AIM OF THE TASK
Render every line of the records below as a JSON array of strings, with one string per line and blank lines omitted.

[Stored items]
========================================

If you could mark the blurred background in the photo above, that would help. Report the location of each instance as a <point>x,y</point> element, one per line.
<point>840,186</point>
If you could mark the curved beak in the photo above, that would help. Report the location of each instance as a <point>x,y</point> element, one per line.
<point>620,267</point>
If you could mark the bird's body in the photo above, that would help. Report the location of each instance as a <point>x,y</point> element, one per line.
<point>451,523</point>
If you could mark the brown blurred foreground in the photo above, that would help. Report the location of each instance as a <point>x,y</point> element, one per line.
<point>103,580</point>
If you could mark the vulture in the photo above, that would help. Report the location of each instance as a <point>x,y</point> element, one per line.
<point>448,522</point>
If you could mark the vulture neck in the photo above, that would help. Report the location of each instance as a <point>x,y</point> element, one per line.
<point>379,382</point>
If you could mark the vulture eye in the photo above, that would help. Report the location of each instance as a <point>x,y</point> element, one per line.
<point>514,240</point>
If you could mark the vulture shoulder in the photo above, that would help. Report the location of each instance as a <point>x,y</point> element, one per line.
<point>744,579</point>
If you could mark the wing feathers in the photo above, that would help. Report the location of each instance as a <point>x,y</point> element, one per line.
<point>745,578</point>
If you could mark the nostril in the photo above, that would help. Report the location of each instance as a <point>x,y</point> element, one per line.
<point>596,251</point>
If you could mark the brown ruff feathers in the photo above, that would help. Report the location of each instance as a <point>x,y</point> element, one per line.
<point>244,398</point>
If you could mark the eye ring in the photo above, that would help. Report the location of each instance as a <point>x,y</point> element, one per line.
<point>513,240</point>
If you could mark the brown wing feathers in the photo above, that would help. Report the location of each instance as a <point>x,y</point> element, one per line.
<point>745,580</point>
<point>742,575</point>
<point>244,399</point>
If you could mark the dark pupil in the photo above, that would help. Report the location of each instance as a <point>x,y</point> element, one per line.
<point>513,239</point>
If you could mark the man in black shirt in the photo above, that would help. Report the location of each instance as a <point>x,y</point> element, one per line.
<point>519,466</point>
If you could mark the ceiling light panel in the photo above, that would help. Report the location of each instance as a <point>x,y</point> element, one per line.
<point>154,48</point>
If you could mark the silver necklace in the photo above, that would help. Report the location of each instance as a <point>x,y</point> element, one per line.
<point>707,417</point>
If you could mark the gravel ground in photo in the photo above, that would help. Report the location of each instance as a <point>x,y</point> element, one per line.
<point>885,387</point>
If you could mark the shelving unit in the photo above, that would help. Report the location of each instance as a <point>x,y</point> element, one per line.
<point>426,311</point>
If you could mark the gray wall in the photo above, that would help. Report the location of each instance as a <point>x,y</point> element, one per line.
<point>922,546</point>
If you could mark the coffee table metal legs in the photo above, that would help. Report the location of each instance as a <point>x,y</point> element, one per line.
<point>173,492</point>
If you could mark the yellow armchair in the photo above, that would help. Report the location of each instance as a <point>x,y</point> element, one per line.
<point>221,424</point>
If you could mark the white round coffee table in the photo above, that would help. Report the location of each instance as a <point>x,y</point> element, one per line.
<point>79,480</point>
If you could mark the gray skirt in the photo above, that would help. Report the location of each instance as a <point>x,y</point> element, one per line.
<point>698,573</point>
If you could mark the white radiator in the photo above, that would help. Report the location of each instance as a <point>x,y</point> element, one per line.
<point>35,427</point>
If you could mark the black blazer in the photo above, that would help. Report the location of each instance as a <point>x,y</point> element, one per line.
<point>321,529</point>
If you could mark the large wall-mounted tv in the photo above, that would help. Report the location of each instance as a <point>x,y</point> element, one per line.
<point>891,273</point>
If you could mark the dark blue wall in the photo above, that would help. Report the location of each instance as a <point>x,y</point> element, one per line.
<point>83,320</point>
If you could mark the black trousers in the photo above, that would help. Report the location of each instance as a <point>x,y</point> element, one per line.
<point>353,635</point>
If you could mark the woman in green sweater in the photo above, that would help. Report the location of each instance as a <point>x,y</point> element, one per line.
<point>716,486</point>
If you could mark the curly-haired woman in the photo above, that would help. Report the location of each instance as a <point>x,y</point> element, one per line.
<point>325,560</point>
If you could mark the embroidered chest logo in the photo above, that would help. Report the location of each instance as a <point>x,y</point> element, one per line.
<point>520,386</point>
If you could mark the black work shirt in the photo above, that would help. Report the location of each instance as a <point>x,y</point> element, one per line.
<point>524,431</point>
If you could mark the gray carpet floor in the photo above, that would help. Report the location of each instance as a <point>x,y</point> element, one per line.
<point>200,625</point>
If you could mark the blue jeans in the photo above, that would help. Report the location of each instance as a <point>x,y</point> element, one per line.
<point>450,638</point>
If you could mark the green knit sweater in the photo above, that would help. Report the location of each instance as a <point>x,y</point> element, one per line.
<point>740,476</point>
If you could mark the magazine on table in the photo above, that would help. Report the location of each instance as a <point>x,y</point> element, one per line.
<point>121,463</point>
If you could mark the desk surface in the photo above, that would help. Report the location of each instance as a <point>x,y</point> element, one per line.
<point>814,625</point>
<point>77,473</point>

========================================

SOLVED PROBLEM
[
  "If you could mark the blurred background in the photo above, that would help. Report the location of each instance as a <point>x,y</point> element, one per line.",
  "<point>840,186</point>",
  "If you could mark the curved beak in the photo above, that would help. Report the location of each instance as a <point>x,y</point> element, one per line.",
  "<point>620,267</point>",
  "If you could mark the bird's body in the photo above, that would help. Report the location of each instance as a <point>x,y</point> element, one per line.",
  "<point>451,523</point>",
  "If you could mark the brown blurred foreground in the photo above, that would help. Report the location of each instance as a <point>x,y</point> element, one per line.",
  "<point>103,580</point>",
  "If you could mark the vulture in the photo above, that would help. Report the location of each instance as a <point>x,y</point> element, one per line.",
  "<point>448,522</point>",
  "If you could mark the vulture neck in the photo above, that would help. Report the location of each instance as a <point>x,y</point> element, one per line.",
  "<point>379,382</point>",
  "If you could mark the vulture eye in the photo above, that would help. Report the location of each instance as a <point>x,y</point> element, one per line.",
  "<point>514,240</point>",
  "If you could mark the vulture shoulder in the photo above, that would help. Report the location of each instance as a <point>x,y</point> element, one per line.",
  "<point>744,579</point>",
  "If you could mark the wing feathers in the photo above, that would help. Report the location of each instance as a <point>x,y</point> element, one per line.",
  "<point>745,578</point>",
  "If you could mark the nostril in the photo above, that would help. Report the location of each instance as a <point>x,y</point> element, one per line.",
  "<point>596,251</point>",
  "If you could mark the brown ruff feathers in the photo above, that would help. Report the location of each instance as a <point>x,y</point> element, one per line.",
  "<point>244,398</point>",
  "If you could mark the eye ring in the photo above, that would help. Report the location of each instance as a <point>x,y</point> element, one per line.",
  "<point>513,240</point>",
  "If you could mark the brown wing feathers in the photo above, that would help. Report the location of each instance as a <point>x,y</point> element, one per line.",
  "<point>745,580</point>",
  "<point>742,575</point>",
  "<point>244,399</point>",
  "If you could mark the dark pupil in the photo above, that would help. Report the location of each instance as a <point>x,y</point> element, one per line.",
  "<point>513,239</point>",
  "If you could mark the man in black shirt in the photo above, that would help. Report the location of each instance as a <point>x,y</point> element, one per line.",
  "<point>519,466</point>",
  "If you could mark the ceiling light panel in the photo above, that would help. Report the location of each instance as a <point>x,y</point> element, one per line.",
  "<point>154,48</point>",
  "If you could mark the silver necklace in the photo above, that would help. Report the location of each instance as a <point>x,y</point> element, one per line.",
  "<point>707,417</point>",
  "If you could mark the gravel ground in photo in the photo above, that would help. Report the location of each instance as a <point>x,y</point> element, one per line.",
  "<point>885,387</point>",
  "If you could mark the shelving unit in the photo above, that would help. Report the location of each instance as a <point>x,y</point> element, one per line.",
  "<point>426,311</point>",
  "If you could mark the gray wall in the photo above, that would help. Report the location of each instance as a <point>x,y</point> element, one per line.",
  "<point>922,546</point>",
  "If you could mark the coffee table metal legs in the photo above, that would help. Report the location of each instance as a <point>x,y</point> element, one per line.",
  "<point>173,492</point>",
  "If you could mark the yellow armchair in the photo above, that would help. Report the location of each instance as a <point>x,y</point> element, one per line.",
  "<point>221,424</point>",
  "If you could mark the white round coffee table in the photo above, that would help. Report the location of each instance as a <point>x,y</point> element, one per line.",
  "<point>79,480</point>",
  "If you could mark the gray skirt in the photo above, that would help. Report the location of each instance as a <point>x,y</point> element, one per line.",
  "<point>698,573</point>",
  "If you could mark the white radiator in the photo above, that would help. Report the location of each instance as a <point>x,y</point> element, one per line.",
  "<point>35,427</point>",
  "If you could mark the black blazer in the photo above, that would help. Report the location of each instance as a <point>x,y</point> element, one per line.",
  "<point>321,529</point>",
  "If you could mark the large wall-mounted tv in the photo above, that would help. Report the location of each instance as a <point>x,y</point> element, one per line.",
  "<point>891,273</point>",
  "If you could mark the dark blue wall in the photo above, that would help. Report the location of each instance as a <point>x,y</point> element, one per line.",
  "<point>83,320</point>",
  "If you could mark the black trousers in the photo above, that would help. Report the location of each instance as a <point>x,y</point> element, one per line.",
  "<point>353,635</point>",
  "If you could mark the woman in green sweater in the photo above, that would help. Report the location of each instance as a <point>x,y</point> element, one per line.",
  "<point>716,486</point>",
  "If you could mark the curly-haired woman in the photo above, that would help. Report the location of each instance as a <point>x,y</point> element, one per line.",
  "<point>325,560</point>",
  "If you could mark the embroidered chest logo in the photo above, that would help. Report the location of each instance as a <point>x,y</point> element, one per line.",
  "<point>520,386</point>",
  "If you could mark the black work shirt in the photo above, that would help. Report the location of each instance as a <point>x,y</point> element, one per line.",
  "<point>524,431</point>",
  "If you could mark the gray carpet floor in the photo above, that would help. Report the location of each instance as a <point>x,y</point> element, one per line.",
  "<point>200,625</point>",
  "If you could mark the blue jeans in the photo above, that would help. Report the location of each instance as a <point>x,y</point> element, one per line.",
  "<point>450,638</point>",
  "If you could mark the green knit sweater in the photo above, that would help. Report the location of each instance as a <point>x,y</point> element, one per line.",
  "<point>740,476</point>",
  "If you could mark the magazine on table in the photo above, that would help. Report the location of each instance as a <point>x,y</point> element, one per line.",
  "<point>121,463</point>",
  "If you could mark the desk surface in the photo above, that would help. Report the location of each instance as a <point>x,y</point> element, one per line.",
  "<point>814,625</point>",
  "<point>77,473</point>"
]